- YOUR GOAL: Take the line that contains "Target: train window" as the first line and the last line of the material below as the final one; reproduce exactly the lines between, inclusive.

Object position labeling entries:
-------------------------
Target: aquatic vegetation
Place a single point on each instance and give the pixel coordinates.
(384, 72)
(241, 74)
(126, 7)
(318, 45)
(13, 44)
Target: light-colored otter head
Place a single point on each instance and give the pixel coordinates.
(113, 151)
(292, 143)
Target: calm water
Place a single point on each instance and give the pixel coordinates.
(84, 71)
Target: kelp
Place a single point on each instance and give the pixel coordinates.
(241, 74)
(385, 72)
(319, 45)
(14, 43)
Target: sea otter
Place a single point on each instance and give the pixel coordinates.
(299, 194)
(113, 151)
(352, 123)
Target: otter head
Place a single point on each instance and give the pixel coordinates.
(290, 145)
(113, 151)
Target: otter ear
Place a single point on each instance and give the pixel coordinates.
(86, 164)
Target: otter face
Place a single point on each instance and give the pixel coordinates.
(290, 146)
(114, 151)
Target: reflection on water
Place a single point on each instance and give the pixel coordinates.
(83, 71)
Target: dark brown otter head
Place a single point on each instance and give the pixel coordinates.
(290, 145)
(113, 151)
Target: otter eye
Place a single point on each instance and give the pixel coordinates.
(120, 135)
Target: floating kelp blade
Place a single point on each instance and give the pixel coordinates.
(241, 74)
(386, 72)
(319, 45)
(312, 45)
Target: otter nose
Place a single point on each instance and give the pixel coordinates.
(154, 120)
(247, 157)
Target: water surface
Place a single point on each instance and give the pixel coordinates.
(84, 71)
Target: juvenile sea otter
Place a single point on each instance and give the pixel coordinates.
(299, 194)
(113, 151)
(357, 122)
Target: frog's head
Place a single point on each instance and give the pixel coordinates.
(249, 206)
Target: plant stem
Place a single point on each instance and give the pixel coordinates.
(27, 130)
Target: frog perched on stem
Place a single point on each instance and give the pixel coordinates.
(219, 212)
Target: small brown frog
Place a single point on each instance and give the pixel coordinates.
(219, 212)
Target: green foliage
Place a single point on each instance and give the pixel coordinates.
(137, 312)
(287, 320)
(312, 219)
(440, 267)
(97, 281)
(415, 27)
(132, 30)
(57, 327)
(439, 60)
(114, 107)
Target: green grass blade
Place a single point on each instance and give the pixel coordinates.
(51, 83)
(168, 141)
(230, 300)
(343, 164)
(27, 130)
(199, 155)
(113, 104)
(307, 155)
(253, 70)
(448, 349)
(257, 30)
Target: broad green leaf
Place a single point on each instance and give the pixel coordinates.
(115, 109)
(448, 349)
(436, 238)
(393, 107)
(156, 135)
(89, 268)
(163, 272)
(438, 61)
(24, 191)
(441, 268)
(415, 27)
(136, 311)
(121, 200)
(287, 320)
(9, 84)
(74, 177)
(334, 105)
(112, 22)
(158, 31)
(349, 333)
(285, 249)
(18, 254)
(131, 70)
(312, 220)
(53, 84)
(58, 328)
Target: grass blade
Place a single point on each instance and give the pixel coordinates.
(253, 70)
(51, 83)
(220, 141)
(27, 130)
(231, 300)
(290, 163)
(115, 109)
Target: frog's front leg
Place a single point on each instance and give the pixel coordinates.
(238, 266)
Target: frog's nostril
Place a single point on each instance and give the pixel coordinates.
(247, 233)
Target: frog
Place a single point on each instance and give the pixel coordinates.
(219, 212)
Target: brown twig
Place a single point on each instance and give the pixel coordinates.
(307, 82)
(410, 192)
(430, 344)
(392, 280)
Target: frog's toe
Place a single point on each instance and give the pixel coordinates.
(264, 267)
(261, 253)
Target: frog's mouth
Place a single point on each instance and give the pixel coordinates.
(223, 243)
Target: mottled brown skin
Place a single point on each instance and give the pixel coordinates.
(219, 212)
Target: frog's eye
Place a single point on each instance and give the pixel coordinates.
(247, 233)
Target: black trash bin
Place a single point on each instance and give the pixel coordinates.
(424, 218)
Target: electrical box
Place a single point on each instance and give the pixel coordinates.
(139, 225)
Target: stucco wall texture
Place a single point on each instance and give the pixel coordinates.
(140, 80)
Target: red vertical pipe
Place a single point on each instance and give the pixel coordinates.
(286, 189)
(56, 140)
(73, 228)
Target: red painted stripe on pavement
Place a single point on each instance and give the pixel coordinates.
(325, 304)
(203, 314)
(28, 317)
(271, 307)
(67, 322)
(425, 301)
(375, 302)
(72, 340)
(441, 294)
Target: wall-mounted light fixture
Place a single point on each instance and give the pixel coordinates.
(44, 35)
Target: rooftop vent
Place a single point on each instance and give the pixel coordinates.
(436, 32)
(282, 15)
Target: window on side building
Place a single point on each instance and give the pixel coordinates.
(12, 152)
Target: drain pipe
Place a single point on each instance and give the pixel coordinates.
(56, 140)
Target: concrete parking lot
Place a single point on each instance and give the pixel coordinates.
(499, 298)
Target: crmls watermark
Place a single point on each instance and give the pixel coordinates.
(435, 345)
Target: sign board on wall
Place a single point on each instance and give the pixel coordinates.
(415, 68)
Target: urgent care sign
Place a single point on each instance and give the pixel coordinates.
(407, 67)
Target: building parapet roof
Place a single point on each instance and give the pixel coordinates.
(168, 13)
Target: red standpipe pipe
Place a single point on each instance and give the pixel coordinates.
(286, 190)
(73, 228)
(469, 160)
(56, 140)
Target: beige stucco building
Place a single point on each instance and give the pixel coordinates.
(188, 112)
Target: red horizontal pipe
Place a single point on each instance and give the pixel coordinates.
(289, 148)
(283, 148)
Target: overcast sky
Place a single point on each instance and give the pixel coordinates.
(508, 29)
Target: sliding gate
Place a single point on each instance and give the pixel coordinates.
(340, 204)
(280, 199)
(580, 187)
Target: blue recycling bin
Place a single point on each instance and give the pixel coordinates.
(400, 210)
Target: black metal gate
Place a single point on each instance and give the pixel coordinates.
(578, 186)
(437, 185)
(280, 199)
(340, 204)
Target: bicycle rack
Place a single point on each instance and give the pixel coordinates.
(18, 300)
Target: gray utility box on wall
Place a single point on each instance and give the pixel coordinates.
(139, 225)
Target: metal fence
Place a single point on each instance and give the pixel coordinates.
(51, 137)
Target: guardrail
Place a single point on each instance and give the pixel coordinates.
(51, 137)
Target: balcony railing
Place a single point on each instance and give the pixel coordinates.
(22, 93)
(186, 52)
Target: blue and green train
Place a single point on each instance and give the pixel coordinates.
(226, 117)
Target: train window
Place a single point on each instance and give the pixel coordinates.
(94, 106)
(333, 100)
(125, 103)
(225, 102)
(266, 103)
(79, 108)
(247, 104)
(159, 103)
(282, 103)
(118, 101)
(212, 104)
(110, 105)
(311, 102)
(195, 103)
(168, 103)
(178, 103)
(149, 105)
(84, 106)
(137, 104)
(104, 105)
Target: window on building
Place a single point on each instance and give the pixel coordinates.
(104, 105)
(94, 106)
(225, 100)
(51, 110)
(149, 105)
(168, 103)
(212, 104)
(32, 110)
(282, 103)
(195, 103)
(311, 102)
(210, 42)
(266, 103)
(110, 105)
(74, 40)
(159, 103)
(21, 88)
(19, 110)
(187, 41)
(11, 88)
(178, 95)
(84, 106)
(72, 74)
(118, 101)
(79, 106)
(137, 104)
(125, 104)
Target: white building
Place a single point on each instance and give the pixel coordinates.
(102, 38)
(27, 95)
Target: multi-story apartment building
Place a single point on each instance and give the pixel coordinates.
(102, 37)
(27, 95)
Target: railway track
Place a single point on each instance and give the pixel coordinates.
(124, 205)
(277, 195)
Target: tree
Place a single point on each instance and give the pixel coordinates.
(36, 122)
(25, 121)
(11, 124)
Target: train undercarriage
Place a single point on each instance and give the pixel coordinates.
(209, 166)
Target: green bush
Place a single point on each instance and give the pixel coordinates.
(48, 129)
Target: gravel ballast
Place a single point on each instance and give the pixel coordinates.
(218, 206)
-------------------------
- ANSWER TO THIS EXERCISE:
Target: train window
Place a single point on each instance and give the pixel coordinates.
(94, 106)
(333, 100)
(125, 103)
(225, 102)
(266, 103)
(79, 108)
(247, 104)
(159, 103)
(282, 103)
(118, 101)
(212, 104)
(110, 105)
(311, 102)
(195, 103)
(168, 103)
(178, 103)
(149, 105)
(84, 106)
(137, 104)
(104, 105)
Target: window on building
Place a single point on each instance and give the pixel coordinates.
(104, 105)
(94, 106)
(225, 100)
(51, 110)
(149, 105)
(168, 103)
(212, 104)
(32, 110)
(282, 103)
(195, 103)
(311, 102)
(210, 42)
(266, 103)
(110, 105)
(74, 40)
(159, 103)
(21, 88)
(19, 110)
(187, 41)
(11, 88)
(178, 95)
(84, 106)
(72, 74)
(118, 101)
(79, 106)
(137, 104)
(125, 104)
Target: white building
Place a single point on each instance and give the pixel coordinates.
(102, 38)
(27, 95)
Target: multi-story apartment building
Place a single point on each instance and give the pixel coordinates.
(102, 37)
(27, 95)
Target: railway track
Place a single point on each instance and give the pixel coordinates.
(124, 205)
(277, 195)
Target: tree
Place a single point on each instance and give the pixel coordinates.
(36, 122)
(25, 121)
(11, 124)
Target: train undercarriage
Place a single point on each instance and give the pixel coordinates.
(209, 166)
Target: green bush
Place a single point on each instance and give the pixel coordinates.
(48, 129)
Target: gravel ballast
Place a single point on each instance and give the pixel coordinates.
(218, 206)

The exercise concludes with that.